The safest behaviour is the often simplest. The simplest behaviour for firefox in requesting a uri, should be to request it *as parsed*, without change. If given an instruction to fetch http://test.com/this'page it should send just that in the request. If instructed to fetch http://test.com/this%27page it should send just that.

For my web server, it is desirable that the more human-readable form is used in uris that are human readable, ie the one that the user arrives at. For this reason I redirect the user to the form which uses the LEGAL apostrophe character.

I assume my argument is the same one that would be put by authors of many web applications.

I further assume that there is a vast, huge, massive resource of existing internet pages which use the apostrophe, and which you are saying should not be viewed by firefox users.

Thanks in advance for restoring the correct function of firefox, ie that which has historically been supported and is supported by other browsers, and is legal under the appropriate RFC.
a similar bug report (370579) has been filed, perhaps you can view that as 'confirmation' or the existence and relevence of this bug report? https://bugzilla.mozilla.org/show_bug.cgi?id=370579
btw perhaps i should describe for you the current behaviour of firefox when this error is encountered with my web app in particular, there is an infinite redirect loop, because my app redirects viewers to a legal uri, then firefox transforms that uri, and tries to load it ... web app alters it, and redirects ff there, ff transforms and tries to load ....... the user sees a long pause, followed by an unfamiliar error about too many redirects ... hardly appealing. If they try in a different browser, the page works, they imagine ff must be dodgy.

### Given task a:
In the bug report, what does the user see when the infinite redirect loop happens?
The entries below the bug report are unrelated to it.

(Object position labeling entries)
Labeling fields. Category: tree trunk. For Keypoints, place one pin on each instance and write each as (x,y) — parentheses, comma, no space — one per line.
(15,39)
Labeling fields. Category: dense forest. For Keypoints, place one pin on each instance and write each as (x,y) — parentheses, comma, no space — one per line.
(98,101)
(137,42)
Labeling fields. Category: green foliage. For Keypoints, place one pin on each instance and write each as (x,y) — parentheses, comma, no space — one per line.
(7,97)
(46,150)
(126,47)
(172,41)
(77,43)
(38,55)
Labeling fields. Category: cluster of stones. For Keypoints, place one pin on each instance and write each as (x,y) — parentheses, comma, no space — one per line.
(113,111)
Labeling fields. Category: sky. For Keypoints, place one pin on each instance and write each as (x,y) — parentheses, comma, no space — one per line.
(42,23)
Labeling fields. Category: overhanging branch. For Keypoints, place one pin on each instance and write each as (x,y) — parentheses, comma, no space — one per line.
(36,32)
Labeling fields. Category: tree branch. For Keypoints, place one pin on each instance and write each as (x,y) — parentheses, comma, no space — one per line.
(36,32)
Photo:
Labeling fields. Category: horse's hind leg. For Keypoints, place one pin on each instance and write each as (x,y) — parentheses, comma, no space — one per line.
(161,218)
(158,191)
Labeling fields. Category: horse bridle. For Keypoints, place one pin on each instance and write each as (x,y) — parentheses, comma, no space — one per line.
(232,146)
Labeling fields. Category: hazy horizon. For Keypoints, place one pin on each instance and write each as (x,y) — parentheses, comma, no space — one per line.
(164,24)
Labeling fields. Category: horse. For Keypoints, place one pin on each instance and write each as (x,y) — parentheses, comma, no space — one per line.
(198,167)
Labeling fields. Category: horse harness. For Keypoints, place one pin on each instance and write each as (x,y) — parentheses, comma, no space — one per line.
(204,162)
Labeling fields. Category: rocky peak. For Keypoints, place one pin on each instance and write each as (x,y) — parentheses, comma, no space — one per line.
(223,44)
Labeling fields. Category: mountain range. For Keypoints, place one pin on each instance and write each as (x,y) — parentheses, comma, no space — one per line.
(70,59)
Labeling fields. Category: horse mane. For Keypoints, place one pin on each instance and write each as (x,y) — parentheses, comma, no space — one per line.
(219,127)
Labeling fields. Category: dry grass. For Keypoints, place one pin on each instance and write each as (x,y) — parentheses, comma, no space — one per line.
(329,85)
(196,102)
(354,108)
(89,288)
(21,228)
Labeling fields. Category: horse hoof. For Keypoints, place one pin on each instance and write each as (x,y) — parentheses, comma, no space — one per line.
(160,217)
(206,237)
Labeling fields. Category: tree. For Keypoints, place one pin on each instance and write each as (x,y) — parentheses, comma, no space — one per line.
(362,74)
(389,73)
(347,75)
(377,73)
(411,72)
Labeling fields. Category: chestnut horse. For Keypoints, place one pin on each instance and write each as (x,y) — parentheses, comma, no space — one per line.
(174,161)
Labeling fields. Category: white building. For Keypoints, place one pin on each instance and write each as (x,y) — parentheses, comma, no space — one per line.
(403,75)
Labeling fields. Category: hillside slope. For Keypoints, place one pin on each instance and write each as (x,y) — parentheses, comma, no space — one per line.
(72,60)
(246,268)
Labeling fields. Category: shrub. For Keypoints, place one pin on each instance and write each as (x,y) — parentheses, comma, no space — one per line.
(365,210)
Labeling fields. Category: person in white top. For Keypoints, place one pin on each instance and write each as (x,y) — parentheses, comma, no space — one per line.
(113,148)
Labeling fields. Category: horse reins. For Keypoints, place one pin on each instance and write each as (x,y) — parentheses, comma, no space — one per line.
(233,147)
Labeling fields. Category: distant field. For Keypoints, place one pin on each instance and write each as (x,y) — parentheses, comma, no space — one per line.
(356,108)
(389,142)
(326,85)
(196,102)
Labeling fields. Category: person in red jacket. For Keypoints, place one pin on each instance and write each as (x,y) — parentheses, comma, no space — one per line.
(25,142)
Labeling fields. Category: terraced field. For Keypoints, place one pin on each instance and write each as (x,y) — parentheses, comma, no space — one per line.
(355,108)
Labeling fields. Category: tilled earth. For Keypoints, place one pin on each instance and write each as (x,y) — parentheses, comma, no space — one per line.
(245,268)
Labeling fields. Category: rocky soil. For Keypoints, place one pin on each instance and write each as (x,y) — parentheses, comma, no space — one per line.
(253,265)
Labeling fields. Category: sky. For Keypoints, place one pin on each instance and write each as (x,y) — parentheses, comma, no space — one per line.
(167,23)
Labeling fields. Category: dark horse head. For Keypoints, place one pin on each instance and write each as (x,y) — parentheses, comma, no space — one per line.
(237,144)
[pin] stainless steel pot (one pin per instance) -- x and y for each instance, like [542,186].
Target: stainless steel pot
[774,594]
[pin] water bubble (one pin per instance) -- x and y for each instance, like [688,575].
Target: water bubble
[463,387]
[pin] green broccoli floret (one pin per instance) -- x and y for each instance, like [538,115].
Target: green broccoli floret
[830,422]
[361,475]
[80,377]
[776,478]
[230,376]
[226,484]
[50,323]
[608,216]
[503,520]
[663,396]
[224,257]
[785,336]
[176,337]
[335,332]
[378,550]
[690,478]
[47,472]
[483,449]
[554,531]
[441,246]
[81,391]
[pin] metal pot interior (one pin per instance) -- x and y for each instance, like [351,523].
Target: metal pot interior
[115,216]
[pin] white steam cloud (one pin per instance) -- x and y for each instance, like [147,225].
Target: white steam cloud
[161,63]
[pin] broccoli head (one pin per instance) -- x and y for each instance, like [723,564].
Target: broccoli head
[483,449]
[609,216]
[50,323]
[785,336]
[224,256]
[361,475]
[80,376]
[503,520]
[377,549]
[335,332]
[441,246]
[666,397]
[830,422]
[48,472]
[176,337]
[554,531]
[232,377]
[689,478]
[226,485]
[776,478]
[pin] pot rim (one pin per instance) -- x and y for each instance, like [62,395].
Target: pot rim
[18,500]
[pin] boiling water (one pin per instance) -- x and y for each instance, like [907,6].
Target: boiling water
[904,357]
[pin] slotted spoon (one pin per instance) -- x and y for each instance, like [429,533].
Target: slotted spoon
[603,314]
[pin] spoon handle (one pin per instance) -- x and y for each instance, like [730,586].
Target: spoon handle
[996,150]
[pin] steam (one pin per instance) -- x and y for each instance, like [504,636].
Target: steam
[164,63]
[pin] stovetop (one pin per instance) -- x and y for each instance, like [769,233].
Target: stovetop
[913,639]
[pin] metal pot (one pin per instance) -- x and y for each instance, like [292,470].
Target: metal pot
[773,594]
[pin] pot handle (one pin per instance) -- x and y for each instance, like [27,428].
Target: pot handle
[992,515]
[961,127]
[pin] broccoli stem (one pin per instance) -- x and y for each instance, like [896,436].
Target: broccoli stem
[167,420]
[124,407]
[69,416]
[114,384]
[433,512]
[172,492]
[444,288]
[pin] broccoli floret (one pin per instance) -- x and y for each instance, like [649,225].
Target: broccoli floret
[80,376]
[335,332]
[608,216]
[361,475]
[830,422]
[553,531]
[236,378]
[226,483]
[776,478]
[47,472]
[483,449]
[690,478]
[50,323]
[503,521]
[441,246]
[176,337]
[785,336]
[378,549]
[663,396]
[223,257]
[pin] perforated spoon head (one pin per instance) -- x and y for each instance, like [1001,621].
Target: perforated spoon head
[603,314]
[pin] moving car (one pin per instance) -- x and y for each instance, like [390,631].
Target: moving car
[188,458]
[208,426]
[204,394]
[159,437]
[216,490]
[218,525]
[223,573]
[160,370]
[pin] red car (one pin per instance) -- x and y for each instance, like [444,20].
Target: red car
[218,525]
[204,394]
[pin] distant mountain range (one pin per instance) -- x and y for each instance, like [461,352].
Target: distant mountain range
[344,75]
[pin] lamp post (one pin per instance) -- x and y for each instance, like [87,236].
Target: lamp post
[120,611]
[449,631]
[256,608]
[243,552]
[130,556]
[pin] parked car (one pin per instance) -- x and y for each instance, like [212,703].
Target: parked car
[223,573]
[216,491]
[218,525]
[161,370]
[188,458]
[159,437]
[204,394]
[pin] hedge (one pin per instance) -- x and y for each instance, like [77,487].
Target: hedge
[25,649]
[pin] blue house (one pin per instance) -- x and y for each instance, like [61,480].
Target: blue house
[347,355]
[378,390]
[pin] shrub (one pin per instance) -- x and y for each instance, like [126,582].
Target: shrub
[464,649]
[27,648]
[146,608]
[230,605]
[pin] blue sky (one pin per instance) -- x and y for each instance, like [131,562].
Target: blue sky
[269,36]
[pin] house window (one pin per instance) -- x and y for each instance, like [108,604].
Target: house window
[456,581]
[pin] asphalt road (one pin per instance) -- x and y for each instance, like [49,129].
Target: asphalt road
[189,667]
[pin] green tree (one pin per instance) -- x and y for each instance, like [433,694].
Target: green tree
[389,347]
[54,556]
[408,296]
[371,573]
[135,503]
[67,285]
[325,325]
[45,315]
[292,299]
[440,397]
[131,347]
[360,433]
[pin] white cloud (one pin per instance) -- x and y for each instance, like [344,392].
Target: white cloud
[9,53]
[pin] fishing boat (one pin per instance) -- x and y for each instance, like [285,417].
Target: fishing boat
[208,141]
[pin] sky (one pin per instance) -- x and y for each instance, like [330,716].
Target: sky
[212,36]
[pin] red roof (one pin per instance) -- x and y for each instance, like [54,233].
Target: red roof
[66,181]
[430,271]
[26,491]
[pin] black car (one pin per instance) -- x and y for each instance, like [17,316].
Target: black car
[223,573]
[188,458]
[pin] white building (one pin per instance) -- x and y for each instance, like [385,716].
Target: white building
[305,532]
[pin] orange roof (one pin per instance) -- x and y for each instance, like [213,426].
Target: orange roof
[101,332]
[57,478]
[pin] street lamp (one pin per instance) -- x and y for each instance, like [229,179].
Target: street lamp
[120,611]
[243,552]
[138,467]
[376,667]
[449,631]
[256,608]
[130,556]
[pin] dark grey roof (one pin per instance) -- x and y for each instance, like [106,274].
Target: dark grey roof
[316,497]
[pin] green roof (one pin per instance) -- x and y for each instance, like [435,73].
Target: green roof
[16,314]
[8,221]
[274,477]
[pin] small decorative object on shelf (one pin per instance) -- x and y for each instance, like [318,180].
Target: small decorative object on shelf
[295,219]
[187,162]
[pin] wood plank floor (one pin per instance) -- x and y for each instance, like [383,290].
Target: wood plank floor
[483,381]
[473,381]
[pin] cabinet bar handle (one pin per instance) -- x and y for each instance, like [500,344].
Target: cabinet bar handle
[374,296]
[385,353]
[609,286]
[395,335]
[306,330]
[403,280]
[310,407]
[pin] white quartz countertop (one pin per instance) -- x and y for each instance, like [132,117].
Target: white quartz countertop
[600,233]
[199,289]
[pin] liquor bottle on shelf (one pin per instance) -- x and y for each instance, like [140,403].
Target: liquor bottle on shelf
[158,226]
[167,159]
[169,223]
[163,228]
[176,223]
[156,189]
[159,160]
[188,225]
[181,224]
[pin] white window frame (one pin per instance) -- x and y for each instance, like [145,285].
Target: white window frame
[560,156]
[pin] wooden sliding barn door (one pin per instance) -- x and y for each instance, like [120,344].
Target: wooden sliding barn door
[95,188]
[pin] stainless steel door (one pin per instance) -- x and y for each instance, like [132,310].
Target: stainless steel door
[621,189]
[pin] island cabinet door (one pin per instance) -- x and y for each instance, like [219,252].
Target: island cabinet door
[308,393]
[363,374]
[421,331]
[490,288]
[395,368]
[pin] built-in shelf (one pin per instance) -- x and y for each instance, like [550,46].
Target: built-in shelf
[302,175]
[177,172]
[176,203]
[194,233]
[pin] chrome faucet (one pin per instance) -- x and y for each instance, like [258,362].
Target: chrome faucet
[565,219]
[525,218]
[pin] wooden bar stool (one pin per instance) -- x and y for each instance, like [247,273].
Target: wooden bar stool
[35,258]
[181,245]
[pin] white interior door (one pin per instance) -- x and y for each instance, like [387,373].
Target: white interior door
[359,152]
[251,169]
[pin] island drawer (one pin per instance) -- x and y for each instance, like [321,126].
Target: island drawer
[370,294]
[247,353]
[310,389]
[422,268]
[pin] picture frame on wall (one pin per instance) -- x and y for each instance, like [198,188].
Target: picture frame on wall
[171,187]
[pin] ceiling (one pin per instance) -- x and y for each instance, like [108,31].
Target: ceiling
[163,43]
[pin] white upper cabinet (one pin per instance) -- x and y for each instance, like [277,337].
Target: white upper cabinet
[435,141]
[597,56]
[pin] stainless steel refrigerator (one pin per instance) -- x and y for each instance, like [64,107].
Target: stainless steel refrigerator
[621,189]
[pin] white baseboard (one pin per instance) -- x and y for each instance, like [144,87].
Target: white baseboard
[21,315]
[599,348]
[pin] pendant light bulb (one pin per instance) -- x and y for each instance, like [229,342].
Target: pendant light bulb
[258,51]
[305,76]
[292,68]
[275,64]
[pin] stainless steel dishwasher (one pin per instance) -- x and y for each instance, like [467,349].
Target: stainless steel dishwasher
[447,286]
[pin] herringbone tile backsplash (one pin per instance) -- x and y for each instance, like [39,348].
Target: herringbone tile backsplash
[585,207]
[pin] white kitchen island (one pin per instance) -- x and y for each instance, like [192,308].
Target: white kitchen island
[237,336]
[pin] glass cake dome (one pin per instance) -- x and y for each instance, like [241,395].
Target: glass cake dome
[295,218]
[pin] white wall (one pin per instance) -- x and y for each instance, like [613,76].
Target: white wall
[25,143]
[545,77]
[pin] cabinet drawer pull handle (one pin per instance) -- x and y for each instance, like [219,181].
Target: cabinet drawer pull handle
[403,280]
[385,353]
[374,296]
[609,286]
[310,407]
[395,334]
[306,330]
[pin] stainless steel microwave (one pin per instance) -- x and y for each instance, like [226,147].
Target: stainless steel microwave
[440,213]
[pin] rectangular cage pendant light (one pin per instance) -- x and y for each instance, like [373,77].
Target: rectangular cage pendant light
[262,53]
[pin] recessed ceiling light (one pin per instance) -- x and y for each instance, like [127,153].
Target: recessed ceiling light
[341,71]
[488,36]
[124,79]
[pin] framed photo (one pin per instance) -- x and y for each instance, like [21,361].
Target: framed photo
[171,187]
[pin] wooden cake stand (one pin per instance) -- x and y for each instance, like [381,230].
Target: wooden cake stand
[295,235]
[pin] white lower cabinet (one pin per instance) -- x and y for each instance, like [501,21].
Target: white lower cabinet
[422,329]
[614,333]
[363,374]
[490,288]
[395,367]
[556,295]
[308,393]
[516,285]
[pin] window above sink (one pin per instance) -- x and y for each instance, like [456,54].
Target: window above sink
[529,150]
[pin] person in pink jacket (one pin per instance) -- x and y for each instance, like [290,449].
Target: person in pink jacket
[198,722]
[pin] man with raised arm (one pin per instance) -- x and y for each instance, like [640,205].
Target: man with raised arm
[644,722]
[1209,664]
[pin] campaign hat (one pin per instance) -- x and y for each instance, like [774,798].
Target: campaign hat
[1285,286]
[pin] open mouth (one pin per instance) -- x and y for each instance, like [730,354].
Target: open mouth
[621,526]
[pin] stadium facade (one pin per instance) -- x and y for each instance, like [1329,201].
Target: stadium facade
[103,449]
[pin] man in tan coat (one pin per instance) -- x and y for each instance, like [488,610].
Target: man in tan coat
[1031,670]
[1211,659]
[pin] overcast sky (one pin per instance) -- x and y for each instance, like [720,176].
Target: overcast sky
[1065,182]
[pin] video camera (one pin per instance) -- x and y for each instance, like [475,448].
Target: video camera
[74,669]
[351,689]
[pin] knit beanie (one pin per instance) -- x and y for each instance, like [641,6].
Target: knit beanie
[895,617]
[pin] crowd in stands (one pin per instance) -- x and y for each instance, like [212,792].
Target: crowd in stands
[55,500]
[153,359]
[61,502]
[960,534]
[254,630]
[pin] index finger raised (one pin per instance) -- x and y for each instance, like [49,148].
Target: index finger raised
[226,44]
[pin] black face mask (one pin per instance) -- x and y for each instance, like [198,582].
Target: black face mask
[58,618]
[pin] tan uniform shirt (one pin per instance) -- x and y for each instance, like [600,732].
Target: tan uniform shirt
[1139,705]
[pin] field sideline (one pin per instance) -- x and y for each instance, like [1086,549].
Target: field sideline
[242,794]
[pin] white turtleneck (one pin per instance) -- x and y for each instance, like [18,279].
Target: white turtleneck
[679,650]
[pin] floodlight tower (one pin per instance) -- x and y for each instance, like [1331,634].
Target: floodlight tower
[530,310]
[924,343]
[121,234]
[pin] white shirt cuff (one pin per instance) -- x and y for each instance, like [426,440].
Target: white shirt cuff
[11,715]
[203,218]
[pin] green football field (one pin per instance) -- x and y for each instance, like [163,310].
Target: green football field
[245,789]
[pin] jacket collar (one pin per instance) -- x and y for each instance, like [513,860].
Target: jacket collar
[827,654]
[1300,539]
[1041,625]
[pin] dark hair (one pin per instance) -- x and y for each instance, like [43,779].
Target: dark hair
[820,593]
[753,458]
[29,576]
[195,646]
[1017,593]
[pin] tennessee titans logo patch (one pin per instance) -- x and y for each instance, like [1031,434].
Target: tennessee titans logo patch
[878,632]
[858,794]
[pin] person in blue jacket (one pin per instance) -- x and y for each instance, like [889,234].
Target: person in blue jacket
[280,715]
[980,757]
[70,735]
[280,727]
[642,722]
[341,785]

### Given task b:
Report each line of the entries that contains the word "faucet".

### Exercise solution a:
A long pause, followed by an unfamiliar error about too many redirects.

### Exercise solution b:
[pin] chrome faucet (one pin per instance) -- x and y for each instance, like [258,362].
Target: chrome faucet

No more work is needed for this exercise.